[Rows from a dataset]
##########

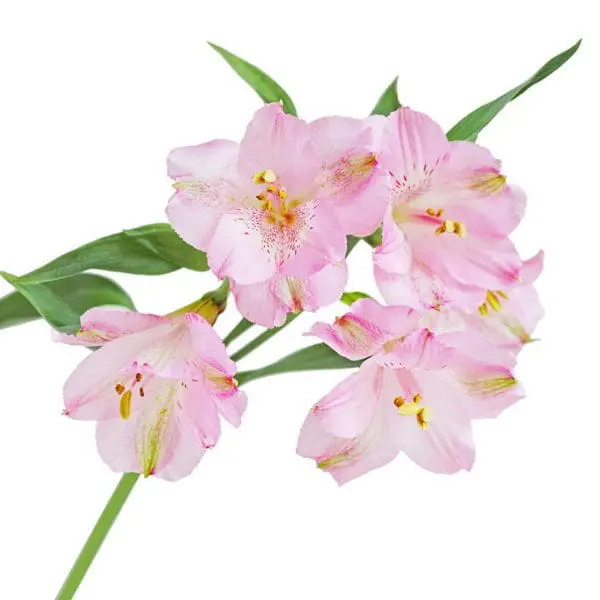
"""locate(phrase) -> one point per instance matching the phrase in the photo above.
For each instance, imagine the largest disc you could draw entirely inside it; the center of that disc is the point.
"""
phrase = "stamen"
(493, 301)
(457, 227)
(399, 401)
(125, 405)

##########

Reproduce every line of the records above, shifting each coordinate value in the points by adding 146 and leaving all other lines unchanged. Leave the pictures out of your reply.

- Expected answer
"""locate(phrase) -> one point per instance matching the phrase in the photo above.
For each instance, imagine the largest disc you could draw entirely inside it; the center of that disc is the point.
"""
phrase = "stamen"
(639, 447)
(603, 373)
(545, 547)
(271, 551)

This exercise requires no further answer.